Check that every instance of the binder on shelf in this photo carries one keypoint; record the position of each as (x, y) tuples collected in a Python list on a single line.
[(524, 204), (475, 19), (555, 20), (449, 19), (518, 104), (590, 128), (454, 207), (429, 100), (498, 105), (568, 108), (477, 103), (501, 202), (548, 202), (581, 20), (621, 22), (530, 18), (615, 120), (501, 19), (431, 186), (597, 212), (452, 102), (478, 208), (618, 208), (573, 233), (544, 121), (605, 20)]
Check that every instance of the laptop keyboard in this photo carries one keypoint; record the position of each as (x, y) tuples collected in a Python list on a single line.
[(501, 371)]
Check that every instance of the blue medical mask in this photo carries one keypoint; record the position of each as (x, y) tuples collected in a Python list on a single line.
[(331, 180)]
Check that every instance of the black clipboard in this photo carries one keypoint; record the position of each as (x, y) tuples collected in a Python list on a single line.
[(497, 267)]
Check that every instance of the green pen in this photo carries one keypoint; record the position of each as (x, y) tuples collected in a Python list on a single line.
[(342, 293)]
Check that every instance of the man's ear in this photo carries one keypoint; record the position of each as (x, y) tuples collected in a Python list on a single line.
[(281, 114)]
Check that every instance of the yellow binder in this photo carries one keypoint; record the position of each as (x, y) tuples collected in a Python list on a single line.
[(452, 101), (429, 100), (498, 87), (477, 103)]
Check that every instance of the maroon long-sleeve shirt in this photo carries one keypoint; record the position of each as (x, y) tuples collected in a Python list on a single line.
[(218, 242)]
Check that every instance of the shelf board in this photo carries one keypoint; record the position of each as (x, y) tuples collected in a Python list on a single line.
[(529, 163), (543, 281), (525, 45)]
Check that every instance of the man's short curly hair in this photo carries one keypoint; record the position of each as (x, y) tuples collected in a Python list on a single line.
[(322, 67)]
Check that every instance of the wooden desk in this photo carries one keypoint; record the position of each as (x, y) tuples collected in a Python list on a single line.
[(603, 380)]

☆ ☆ ☆

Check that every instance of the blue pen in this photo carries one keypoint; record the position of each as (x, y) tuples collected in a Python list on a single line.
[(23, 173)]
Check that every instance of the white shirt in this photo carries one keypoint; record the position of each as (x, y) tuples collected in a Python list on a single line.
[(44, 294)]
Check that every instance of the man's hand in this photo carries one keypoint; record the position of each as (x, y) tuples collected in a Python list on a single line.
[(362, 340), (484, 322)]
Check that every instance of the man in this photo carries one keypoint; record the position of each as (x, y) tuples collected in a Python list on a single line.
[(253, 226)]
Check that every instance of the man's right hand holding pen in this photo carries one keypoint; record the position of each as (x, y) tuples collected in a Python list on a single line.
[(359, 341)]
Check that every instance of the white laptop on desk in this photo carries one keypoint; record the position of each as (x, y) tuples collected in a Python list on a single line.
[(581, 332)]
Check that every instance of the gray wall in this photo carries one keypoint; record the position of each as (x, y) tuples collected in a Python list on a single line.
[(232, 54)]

☆ ☆ ☆

Pick out every line of the items above that contains the word "right".

▸ Answer to the exercise:
Check that every instance of the man's right hand holding pen in this photo carries one keypoint; record the position of each as (x, y) tuples collected in a Python list on a single line.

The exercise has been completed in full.